- **Exercise details**:
Set out the lines as a numbered list, from the first line of the records up to and including the line that contains "[[[49,93],[100,92],[103,88],[102,76],[44,76]]]", leaving out blank lines.

-------- Provided information --------

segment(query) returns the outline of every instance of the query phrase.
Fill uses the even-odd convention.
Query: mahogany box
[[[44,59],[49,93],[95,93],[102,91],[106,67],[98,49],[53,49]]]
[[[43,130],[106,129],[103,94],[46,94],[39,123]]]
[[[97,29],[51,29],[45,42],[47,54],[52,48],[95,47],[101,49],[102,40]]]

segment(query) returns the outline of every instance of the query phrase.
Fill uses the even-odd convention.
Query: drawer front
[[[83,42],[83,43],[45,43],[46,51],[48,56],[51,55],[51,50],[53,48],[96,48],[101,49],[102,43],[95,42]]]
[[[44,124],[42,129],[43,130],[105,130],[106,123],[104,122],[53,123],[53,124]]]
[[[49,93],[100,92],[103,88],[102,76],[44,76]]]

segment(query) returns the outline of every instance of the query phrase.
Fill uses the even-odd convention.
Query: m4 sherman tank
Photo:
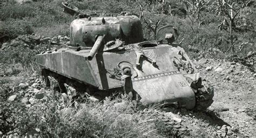
[[[136,16],[77,19],[70,26],[70,45],[36,55],[42,75],[66,83],[103,100],[114,92],[129,93],[143,105],[163,104],[187,110],[204,110],[213,90],[179,44],[177,30],[159,28],[156,40],[144,41]],[[81,90],[81,91],[83,91]]]

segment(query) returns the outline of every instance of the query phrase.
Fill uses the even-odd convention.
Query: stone
[[[53,43],[58,43],[59,42],[59,39],[57,37],[54,37],[51,39],[51,42]]]
[[[30,108],[30,107],[31,107],[31,104],[27,104],[27,105],[26,105],[26,107]]]
[[[40,90],[36,89],[36,88],[34,88],[33,89],[32,89],[32,90],[30,91],[29,91],[29,93],[39,93],[40,92]]]
[[[65,93],[62,93],[62,100],[64,101],[68,101],[68,95]]]
[[[23,103],[23,104],[28,104],[29,103],[29,99],[26,97],[25,98],[23,98],[23,99],[22,99],[22,103]]]
[[[89,98],[89,100],[92,101],[93,103],[99,103],[99,99],[97,99],[96,98],[93,97],[93,96],[91,96]]]
[[[37,85],[37,84],[36,83],[33,83],[33,84],[32,84],[31,86],[32,88],[36,88]]]
[[[239,112],[245,112],[245,109],[239,109],[238,111]]]
[[[235,62],[232,61],[231,63],[230,63],[230,64],[231,64],[231,65],[234,65],[234,64],[235,64]]]
[[[36,99],[40,100],[43,98],[44,98],[44,92],[39,92],[39,93],[36,93],[35,94],[35,97]]]
[[[179,125],[179,124],[177,124],[176,125],[173,126],[173,128],[179,128],[181,127],[181,126],[180,126],[180,125]]]
[[[8,48],[9,46],[10,46],[10,45],[9,45],[8,43],[5,42],[5,43],[3,43],[3,45],[2,45],[1,49],[2,50],[4,50],[4,49]]]
[[[25,89],[29,87],[29,84],[28,83],[21,83],[19,84],[19,88],[22,89]]]
[[[25,93],[25,95],[24,96],[24,97],[28,97],[29,96],[29,93]]]
[[[8,98],[8,100],[9,101],[14,101],[15,98],[16,98],[17,97],[17,95],[12,95],[12,96],[11,96],[9,97]]]
[[[227,79],[227,81],[230,81],[230,77],[227,76],[227,77],[226,77],[226,79]]]
[[[164,114],[167,117],[170,117],[172,120],[174,120],[178,123],[180,123],[182,121],[182,119],[181,118],[178,118],[176,115],[174,114],[172,112],[166,112]]]
[[[212,66],[208,66],[205,69],[205,70],[206,71],[210,71],[212,70]]]
[[[216,69],[215,69],[215,71],[217,71],[217,72],[220,72],[220,71],[221,71],[223,70],[223,69],[220,68],[220,67],[218,67]]]
[[[29,98],[29,103],[30,103],[31,105],[33,105],[35,104],[35,103],[36,102],[36,100],[34,98],[31,97],[30,98]]]
[[[8,68],[6,71],[5,71],[5,74],[7,75],[12,75],[12,72],[14,72],[14,70],[11,68]]]
[[[227,70],[226,73],[227,73],[227,74],[230,74],[230,73],[231,73],[231,72],[234,72],[234,70],[233,70],[232,69],[228,69],[228,70]]]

--------

- **Answer in full**:
1. segment(query) returns the outline of every instance of the query phrase.
2. Fill uses the even-odd convention.
3. Query: mahogany box
4. [[[44,59],[49,93],[95,93],[102,91],[106,67],[98,49],[53,49]]]
5. [[[43,130],[106,129],[103,94],[46,94],[39,123]]]
6. [[[97,29],[51,29],[45,42],[47,54],[52,48],[95,47],[101,49],[102,40]]]
7. segment(query) returns the outline of every instance of the query phrase.
8. Fill uses the even-odd convention.
9. Query: drawer front
10. [[[83,42],[83,43],[45,43],[46,51],[48,56],[51,55],[51,50],[53,48],[96,48],[101,49],[102,43],[95,42]]]
11. [[[44,124],[42,129],[43,130],[105,130],[106,123],[104,122],[53,123],[53,124]]]
12. [[[49,93],[100,92],[103,88],[102,76],[44,76]]]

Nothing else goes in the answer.